____ Material supplied

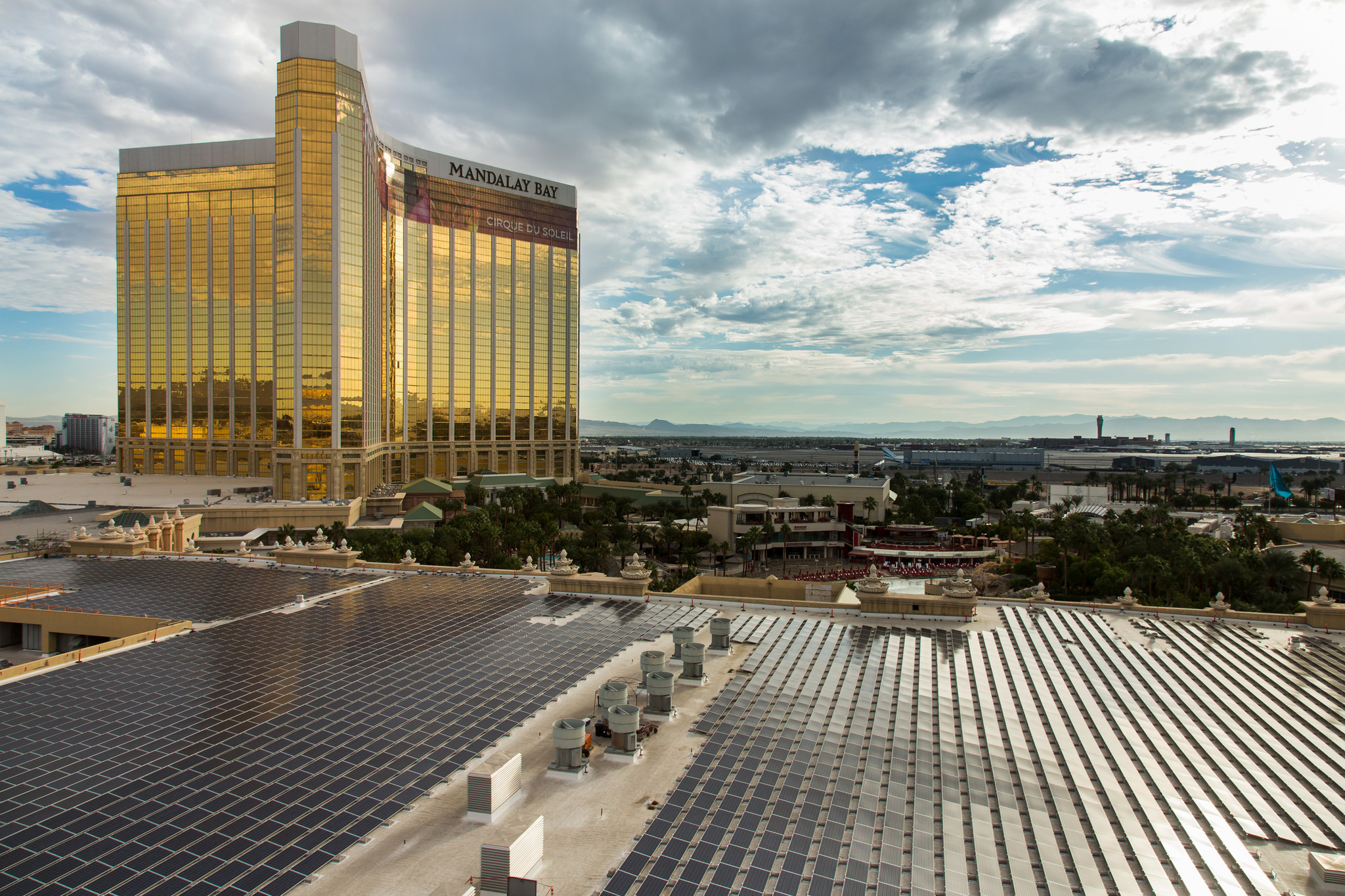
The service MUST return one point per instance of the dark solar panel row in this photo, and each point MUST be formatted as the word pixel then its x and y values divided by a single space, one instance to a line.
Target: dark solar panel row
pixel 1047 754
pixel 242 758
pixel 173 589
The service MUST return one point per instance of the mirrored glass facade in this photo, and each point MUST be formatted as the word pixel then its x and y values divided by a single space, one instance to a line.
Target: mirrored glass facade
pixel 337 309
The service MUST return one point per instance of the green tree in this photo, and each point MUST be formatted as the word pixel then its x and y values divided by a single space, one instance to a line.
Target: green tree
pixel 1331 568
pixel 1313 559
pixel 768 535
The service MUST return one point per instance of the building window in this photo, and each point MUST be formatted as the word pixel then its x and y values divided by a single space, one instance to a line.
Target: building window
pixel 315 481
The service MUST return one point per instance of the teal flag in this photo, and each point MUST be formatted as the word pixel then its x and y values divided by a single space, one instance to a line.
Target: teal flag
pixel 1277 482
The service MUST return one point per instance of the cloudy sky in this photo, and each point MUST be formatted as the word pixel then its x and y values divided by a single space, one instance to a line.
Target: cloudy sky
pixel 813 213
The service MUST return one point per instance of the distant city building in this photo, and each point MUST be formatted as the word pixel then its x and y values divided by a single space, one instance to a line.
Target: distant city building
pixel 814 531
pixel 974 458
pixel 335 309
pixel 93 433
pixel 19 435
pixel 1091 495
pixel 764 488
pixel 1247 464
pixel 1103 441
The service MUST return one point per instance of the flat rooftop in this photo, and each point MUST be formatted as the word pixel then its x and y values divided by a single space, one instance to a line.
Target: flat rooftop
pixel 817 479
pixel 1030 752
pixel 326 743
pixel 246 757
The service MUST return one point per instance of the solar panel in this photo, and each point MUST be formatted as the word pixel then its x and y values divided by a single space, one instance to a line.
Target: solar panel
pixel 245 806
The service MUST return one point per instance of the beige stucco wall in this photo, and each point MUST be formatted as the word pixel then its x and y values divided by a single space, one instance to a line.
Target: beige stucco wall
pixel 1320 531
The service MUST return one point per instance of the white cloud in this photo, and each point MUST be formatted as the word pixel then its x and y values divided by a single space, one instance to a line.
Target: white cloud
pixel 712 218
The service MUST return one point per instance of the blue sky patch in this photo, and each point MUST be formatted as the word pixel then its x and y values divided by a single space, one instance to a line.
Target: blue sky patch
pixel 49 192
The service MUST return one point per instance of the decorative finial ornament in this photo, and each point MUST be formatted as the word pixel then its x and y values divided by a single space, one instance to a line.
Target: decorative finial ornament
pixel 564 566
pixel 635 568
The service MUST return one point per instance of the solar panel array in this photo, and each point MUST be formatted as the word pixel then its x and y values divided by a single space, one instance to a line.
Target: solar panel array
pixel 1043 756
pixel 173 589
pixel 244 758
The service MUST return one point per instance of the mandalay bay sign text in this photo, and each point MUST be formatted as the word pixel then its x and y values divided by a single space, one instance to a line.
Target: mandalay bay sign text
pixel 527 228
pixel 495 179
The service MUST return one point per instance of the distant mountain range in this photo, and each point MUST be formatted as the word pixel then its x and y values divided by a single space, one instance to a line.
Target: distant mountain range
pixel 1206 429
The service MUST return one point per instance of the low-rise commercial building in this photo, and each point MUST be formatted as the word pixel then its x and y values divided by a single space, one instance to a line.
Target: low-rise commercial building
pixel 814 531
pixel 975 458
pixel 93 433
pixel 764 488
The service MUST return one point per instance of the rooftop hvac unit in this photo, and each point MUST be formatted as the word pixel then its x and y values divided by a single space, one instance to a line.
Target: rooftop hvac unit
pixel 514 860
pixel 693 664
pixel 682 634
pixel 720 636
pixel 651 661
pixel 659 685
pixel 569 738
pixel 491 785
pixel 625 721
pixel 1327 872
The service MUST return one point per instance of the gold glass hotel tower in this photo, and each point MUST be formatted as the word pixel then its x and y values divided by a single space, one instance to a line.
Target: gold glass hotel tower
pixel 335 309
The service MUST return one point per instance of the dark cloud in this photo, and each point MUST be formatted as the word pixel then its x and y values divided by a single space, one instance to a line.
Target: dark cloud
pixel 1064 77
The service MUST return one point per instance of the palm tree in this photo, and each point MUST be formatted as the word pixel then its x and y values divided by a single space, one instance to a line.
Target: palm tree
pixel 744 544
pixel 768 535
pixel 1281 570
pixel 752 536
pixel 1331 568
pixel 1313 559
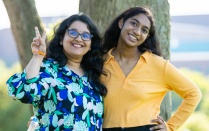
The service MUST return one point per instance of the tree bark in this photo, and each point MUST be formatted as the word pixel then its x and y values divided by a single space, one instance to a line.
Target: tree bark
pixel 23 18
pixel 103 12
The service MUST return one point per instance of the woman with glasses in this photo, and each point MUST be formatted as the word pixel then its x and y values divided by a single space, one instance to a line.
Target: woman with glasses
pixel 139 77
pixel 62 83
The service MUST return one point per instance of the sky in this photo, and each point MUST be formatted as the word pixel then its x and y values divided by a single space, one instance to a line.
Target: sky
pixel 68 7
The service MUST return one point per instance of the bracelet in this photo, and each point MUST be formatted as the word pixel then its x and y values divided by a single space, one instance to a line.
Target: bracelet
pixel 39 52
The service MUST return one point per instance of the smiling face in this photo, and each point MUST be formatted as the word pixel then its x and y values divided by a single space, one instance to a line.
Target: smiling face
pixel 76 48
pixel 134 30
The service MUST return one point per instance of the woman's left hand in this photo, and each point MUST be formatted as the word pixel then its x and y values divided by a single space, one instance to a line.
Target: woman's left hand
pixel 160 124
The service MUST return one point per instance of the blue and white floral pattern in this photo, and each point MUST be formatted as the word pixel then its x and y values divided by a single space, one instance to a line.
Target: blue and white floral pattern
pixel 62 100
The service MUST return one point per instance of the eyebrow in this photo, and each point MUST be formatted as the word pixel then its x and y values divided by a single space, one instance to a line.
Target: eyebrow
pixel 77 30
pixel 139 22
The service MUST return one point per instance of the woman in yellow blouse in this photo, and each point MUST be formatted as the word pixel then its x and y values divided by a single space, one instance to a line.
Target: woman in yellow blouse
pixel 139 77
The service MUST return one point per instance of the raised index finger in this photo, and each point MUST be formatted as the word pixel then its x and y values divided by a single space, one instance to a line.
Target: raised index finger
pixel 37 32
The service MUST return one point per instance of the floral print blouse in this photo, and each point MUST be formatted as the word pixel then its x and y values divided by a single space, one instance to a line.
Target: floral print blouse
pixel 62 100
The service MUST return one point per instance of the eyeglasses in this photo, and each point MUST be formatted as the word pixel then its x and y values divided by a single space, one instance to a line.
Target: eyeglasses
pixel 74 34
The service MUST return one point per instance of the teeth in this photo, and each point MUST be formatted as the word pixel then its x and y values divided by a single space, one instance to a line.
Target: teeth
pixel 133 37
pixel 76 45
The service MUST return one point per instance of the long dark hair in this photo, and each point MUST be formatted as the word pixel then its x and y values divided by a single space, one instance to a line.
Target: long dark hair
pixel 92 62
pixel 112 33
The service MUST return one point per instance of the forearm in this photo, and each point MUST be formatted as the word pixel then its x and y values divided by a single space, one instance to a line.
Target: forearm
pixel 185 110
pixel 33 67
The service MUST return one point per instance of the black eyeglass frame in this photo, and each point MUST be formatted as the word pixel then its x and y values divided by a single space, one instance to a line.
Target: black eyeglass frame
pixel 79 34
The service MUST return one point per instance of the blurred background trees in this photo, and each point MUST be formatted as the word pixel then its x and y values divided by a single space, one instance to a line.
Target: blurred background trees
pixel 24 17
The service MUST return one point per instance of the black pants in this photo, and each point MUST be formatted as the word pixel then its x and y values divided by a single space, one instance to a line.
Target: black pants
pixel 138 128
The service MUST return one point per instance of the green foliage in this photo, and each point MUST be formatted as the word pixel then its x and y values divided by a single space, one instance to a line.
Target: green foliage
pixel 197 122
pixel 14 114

________
____ Material supplied

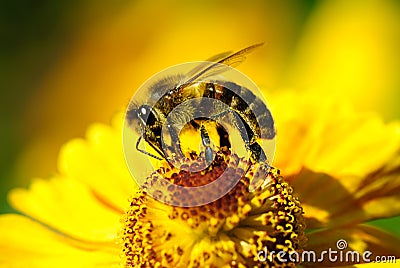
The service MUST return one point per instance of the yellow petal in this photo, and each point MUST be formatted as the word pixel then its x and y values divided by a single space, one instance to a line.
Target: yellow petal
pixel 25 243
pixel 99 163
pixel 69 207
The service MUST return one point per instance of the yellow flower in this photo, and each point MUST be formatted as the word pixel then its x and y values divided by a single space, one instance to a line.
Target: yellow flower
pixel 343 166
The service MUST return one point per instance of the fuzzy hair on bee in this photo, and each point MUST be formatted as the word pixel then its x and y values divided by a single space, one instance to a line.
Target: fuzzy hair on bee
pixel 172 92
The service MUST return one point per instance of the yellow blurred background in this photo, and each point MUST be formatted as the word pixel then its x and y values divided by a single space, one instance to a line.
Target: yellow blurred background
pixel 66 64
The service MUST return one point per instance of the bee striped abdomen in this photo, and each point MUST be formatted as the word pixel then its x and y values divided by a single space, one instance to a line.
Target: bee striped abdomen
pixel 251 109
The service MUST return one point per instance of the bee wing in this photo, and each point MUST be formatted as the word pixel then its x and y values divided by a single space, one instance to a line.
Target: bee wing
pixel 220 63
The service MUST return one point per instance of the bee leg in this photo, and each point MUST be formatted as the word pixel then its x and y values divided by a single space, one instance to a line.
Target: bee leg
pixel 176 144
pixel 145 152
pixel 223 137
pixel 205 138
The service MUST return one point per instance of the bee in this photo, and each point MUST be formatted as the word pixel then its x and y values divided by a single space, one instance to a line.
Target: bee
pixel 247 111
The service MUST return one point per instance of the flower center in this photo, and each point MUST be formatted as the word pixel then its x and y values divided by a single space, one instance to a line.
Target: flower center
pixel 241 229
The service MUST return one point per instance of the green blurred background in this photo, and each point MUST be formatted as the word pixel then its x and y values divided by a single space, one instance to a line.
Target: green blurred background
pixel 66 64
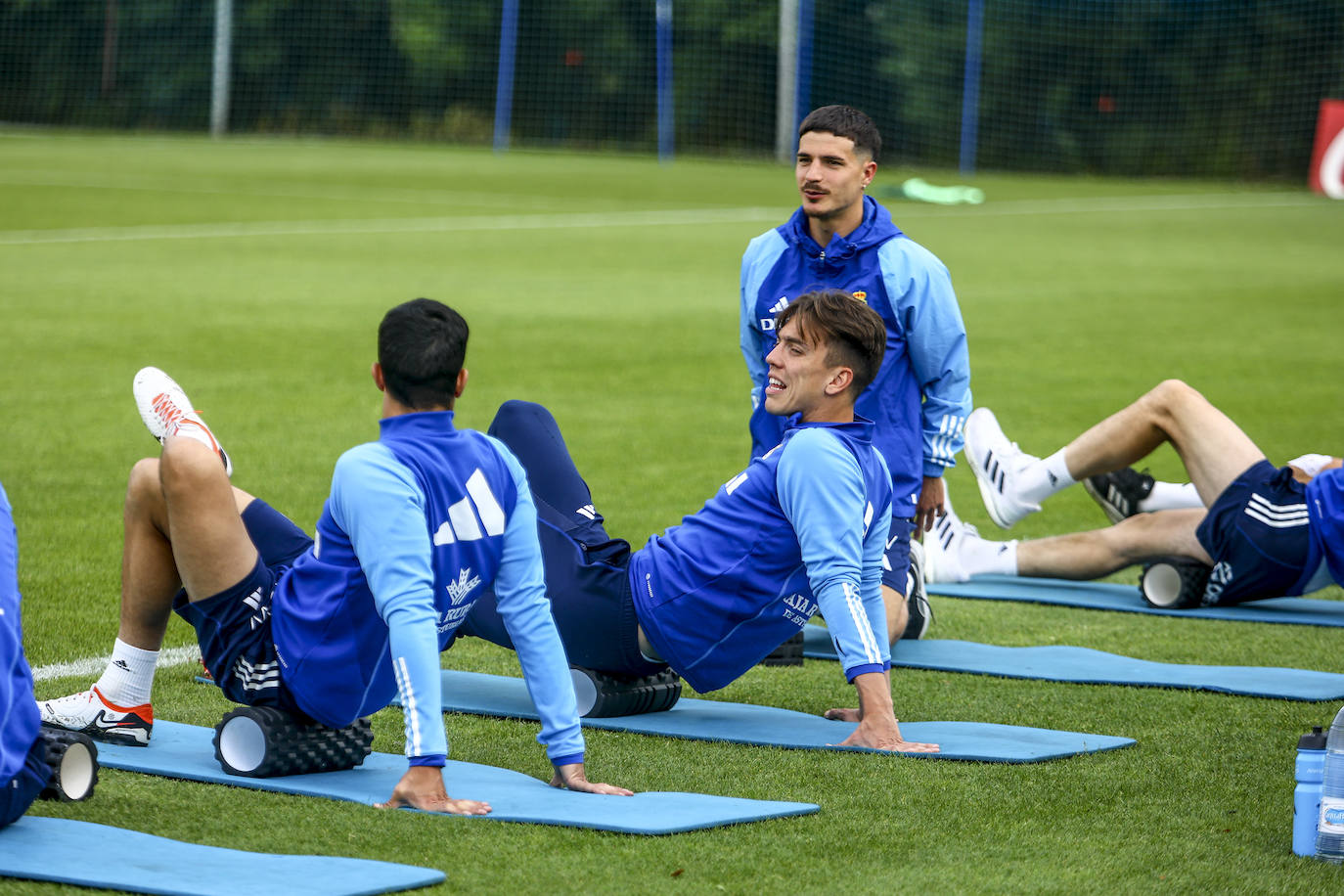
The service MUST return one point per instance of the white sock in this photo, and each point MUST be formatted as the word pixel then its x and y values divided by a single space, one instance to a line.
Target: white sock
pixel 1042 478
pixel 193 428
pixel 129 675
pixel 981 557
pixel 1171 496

________
____ Material supplied

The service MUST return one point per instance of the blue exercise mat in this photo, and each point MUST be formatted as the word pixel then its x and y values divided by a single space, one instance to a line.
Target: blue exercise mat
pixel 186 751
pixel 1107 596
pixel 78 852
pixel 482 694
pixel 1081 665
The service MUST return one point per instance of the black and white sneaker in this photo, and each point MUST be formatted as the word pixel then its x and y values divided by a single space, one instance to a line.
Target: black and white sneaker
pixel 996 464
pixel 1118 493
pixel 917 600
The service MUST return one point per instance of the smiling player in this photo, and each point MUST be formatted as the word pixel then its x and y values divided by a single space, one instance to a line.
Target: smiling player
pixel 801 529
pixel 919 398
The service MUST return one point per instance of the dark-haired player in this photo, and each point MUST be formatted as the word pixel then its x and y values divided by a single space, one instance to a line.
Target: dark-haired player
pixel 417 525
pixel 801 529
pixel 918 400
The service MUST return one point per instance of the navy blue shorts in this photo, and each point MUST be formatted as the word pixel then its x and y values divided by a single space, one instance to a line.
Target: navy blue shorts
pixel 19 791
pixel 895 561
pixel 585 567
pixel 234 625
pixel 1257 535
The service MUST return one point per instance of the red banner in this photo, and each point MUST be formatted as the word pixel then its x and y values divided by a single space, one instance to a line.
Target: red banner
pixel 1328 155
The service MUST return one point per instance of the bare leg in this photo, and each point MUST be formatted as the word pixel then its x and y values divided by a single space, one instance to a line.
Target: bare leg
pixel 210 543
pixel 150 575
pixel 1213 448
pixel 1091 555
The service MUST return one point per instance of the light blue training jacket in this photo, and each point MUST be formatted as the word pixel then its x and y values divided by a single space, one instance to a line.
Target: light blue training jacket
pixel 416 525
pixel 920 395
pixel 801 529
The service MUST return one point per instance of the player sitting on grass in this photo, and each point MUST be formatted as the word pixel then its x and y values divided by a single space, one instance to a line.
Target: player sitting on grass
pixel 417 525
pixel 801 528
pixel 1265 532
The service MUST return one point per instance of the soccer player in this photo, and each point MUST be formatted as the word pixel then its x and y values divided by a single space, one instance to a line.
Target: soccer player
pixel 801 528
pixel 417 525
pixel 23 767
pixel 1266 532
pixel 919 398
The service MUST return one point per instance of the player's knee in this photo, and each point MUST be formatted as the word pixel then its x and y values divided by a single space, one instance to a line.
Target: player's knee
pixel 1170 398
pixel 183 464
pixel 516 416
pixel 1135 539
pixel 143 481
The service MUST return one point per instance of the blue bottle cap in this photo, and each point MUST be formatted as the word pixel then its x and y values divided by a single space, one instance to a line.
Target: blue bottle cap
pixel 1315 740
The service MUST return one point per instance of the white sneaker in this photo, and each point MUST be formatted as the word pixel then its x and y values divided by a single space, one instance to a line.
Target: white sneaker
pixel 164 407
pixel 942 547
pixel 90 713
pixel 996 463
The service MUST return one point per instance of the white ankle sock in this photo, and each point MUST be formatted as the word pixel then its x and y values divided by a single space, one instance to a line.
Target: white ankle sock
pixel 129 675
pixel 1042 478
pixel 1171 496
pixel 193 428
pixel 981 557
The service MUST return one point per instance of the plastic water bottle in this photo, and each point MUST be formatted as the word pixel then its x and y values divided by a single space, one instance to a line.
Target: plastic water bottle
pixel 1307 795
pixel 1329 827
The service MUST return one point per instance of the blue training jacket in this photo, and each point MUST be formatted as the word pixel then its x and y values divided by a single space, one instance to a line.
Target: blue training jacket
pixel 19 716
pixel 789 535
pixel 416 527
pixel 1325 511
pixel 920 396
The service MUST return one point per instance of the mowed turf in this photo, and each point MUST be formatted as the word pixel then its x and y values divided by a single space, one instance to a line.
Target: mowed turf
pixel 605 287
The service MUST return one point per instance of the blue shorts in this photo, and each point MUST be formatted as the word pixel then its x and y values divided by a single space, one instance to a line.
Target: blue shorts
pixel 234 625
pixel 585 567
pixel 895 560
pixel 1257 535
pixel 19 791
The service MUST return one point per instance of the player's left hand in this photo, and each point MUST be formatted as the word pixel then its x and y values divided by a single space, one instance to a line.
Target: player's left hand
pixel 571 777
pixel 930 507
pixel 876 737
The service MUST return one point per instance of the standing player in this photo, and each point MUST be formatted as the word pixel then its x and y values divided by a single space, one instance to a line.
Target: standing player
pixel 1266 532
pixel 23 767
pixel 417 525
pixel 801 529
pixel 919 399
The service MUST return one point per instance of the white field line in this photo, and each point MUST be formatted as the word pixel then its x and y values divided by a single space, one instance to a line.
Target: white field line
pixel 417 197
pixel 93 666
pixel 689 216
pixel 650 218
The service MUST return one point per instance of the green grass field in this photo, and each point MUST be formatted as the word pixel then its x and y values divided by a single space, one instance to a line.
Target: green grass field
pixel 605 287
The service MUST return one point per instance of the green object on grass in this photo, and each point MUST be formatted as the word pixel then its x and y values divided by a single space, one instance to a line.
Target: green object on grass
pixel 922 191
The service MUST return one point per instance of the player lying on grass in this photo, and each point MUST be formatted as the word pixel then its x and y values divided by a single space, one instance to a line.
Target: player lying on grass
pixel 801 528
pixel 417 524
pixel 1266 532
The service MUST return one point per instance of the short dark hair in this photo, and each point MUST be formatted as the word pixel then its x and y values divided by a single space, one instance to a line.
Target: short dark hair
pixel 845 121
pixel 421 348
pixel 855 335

________

Directions for this task =>
Reproduce the stretch of material from the line containing "the white cloud" through the line containing "pixel 49 192", replacing each "instance" with "occurrence" and changing nothing else.

Expected answer =>
The service MUST return one point per occurrence of the white cloud in this photo, and each point MUST be formatted as the word pixel then its x and y values divided by a single space, one occurrence to a line.
Target: white cloud
pixel 712 218
The service MUST return one point per occurrence of the blue sky patch in this photo, and each point MUST be formatted as the word pixel then its x and y values divided by a single space, one occurrence to a line.
Target: blue sky patch
pixel 49 192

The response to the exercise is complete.